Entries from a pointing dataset
— begin —

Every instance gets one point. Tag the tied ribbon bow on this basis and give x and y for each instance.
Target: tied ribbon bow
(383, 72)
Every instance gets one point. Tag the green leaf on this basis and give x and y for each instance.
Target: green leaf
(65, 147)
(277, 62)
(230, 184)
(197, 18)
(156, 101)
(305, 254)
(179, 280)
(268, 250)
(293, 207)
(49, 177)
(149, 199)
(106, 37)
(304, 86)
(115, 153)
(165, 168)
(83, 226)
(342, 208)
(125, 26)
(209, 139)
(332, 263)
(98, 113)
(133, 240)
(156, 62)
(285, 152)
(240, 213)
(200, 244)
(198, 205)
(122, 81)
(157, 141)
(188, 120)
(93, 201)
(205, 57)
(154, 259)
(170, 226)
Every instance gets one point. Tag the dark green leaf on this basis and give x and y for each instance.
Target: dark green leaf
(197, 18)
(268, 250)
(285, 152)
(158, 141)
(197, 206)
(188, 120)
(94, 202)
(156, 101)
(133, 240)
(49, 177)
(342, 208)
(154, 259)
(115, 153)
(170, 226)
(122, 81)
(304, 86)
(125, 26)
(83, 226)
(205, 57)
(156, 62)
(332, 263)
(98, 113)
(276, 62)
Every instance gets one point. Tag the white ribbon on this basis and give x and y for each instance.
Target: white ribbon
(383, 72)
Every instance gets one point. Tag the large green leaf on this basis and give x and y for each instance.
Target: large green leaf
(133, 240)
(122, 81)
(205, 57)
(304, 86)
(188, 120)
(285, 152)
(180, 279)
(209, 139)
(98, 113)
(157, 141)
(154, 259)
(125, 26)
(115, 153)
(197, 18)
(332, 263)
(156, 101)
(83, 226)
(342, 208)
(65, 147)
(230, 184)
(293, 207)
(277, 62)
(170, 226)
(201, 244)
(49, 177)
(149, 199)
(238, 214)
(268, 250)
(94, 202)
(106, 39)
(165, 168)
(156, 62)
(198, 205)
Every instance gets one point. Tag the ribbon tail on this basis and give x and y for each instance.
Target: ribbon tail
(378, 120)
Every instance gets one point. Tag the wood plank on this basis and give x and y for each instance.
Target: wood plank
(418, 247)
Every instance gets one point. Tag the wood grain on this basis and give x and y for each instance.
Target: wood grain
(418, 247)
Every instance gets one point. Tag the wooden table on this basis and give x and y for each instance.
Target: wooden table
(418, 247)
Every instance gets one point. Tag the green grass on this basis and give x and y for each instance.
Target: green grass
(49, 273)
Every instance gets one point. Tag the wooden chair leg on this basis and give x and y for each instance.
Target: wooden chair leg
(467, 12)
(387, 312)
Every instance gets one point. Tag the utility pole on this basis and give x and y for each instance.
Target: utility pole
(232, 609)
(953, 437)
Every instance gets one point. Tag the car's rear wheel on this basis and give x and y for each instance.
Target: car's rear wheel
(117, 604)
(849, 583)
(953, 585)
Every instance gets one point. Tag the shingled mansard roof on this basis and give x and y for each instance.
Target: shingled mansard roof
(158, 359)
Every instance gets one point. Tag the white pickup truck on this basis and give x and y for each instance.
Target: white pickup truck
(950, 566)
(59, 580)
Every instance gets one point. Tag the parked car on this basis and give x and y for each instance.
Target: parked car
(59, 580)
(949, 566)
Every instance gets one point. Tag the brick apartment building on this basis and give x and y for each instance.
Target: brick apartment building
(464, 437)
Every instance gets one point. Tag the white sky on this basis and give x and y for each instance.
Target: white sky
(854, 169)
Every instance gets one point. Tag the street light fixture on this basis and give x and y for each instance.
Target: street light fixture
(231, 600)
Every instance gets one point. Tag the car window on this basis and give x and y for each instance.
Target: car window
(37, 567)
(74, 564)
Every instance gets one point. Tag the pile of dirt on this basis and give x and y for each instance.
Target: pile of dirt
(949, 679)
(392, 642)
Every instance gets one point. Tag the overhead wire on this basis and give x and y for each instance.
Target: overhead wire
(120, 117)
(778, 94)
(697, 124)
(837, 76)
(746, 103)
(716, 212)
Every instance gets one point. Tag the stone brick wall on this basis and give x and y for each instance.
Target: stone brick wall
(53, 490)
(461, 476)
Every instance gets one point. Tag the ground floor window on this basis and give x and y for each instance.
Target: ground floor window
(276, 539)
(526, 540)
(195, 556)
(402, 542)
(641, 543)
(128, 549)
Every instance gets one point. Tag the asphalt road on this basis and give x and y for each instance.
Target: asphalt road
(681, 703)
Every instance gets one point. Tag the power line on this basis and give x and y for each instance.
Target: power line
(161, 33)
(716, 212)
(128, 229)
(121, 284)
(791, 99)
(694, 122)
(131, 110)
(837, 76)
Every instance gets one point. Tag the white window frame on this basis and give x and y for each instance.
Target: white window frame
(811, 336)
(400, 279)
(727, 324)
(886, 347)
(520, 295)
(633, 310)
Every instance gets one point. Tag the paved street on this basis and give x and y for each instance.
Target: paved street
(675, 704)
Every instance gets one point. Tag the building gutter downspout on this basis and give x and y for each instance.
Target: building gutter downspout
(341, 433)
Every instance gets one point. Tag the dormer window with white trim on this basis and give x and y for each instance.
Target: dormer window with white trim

— end —

Requirements:
Reproduce verbatim the portion of the entries that opens with the line containing "Every instance gets one point. Tag the street" and closes with the final line of the entries, including both ends.

Complete output:
Every instance gets one point. Tag the street light fixture on this basis and give x and y for each instance.
Target: street light fixture
(231, 600)
Every instance gets one point. Tag the car window on this basis and give x and y for each instance.
Target: car window
(37, 567)
(74, 564)
Every instance gets one point. Tag the pile of dirt on this basis and give x and y for each instance.
Target: pile of dirt
(949, 679)
(392, 642)
Every instance gets one point. Tag the overhead wire on this basis and give x and y for each instance.
Target: overhead wire
(120, 117)
(778, 94)
(697, 124)
(837, 76)
(746, 103)
(716, 212)
Every instance gets one point. Tag the stone brick wall on this basis and give x and y for each instance.
Target: stone brick wall
(53, 490)
(461, 476)
Every instance gets one point. Tag the ground floor window on this basis and give x and y for each instance.
Target: ground floor window
(276, 539)
(526, 540)
(195, 556)
(402, 542)
(641, 543)
(128, 549)
Every instance gets one point. Tag the asphalt road on this basis and give x and y for each instance.
Target: asphalt road
(681, 703)
Every instance gets one point. Tag the power line on this basis and give x and y for each instance.
Target: power line
(161, 33)
(716, 212)
(128, 229)
(121, 284)
(791, 99)
(694, 122)
(131, 110)
(837, 76)
Every instance gets one point. Tag the white window frame on this basis and give x and y for each instance.
Target: white window frame
(811, 336)
(400, 279)
(727, 324)
(886, 347)
(520, 295)
(633, 310)
Every instance gets one point. Tag the paved street on this basis and give x and y for each instance.
Target: paved street
(675, 704)
Every instance gets one point. Tag the building gutter downspout on this basis and give x and y for each instance.
Target: building gutter downspout
(341, 433)
Every instance gets one point. Tag the dormer window with white trim on this basis and give x and y for each instance.
Target: dormer window with white trim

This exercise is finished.